__THE EXERCISE__
Please reproduce the lines verbatim, from the first line through the line that contains "188), (266, 195)]", including both ends.
- - - - -
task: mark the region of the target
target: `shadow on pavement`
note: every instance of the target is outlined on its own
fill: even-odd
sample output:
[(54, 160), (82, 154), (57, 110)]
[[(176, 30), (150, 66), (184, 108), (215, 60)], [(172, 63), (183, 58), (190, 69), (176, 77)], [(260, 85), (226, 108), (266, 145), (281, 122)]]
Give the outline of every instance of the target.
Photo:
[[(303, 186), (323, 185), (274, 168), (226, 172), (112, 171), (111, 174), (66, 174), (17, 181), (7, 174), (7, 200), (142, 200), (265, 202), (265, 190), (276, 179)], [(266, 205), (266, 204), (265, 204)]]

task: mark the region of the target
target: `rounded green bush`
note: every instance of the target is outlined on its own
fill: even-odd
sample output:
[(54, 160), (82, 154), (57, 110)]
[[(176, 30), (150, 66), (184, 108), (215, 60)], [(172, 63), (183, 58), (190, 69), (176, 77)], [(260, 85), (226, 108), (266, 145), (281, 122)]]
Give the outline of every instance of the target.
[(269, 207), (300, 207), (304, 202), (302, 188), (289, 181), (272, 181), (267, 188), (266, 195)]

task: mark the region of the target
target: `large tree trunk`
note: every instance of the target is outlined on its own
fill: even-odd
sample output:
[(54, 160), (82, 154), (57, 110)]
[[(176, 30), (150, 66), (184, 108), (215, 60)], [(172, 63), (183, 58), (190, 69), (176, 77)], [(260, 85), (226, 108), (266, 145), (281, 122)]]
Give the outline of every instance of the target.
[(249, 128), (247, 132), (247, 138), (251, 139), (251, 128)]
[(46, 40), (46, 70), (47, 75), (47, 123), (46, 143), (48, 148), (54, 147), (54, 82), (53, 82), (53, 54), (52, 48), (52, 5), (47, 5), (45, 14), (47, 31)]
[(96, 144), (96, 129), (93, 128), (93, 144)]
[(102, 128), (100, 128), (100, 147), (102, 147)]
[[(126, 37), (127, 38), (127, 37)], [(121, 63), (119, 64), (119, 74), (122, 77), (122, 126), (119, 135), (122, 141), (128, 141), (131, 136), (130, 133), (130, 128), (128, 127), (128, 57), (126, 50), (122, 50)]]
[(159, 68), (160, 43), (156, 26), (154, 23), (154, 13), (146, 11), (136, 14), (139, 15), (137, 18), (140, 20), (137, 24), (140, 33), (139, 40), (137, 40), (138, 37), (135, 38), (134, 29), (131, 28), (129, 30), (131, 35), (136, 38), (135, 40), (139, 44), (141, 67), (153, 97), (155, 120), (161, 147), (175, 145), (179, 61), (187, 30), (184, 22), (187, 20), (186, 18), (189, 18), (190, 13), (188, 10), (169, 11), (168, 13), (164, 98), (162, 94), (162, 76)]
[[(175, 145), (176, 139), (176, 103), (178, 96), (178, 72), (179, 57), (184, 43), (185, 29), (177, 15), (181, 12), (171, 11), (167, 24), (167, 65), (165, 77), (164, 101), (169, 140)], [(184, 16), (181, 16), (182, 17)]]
- - - - -
__ANSWER TO THIS TASK__
task: mark the region of the target
target: `shadow on pavement`
note: every instance of the target is outlined on its own
fill: even-odd
sample output:
[(54, 160), (82, 154), (57, 110)]
[[(176, 30), (150, 66), (184, 108), (215, 60)], [(172, 63), (183, 58), (190, 69), (176, 77)], [(260, 85), (226, 108), (266, 145), (281, 122)]]
Give the outline of every instance of the target.
Photo:
[[(303, 186), (323, 185), (274, 168), (226, 172), (112, 171), (111, 174), (66, 174), (17, 181), (7, 174), (7, 200), (142, 200), (265, 202), (265, 190), (276, 179)], [(266, 205), (266, 204), (265, 204)]]

task: mark the region of the target
target: `rounded green bush`
note: every instance of the target is outlined on its own
fill: even-odd
sample output:
[(54, 160), (82, 154), (57, 110)]
[[(176, 30), (150, 66), (184, 108), (215, 60)], [(172, 63), (183, 58), (190, 69), (176, 77)], [(260, 85), (226, 108), (266, 145), (281, 122)]]
Give the outline of every instance of the target.
[(269, 207), (300, 207), (304, 202), (302, 188), (289, 181), (272, 181), (267, 188), (266, 195)]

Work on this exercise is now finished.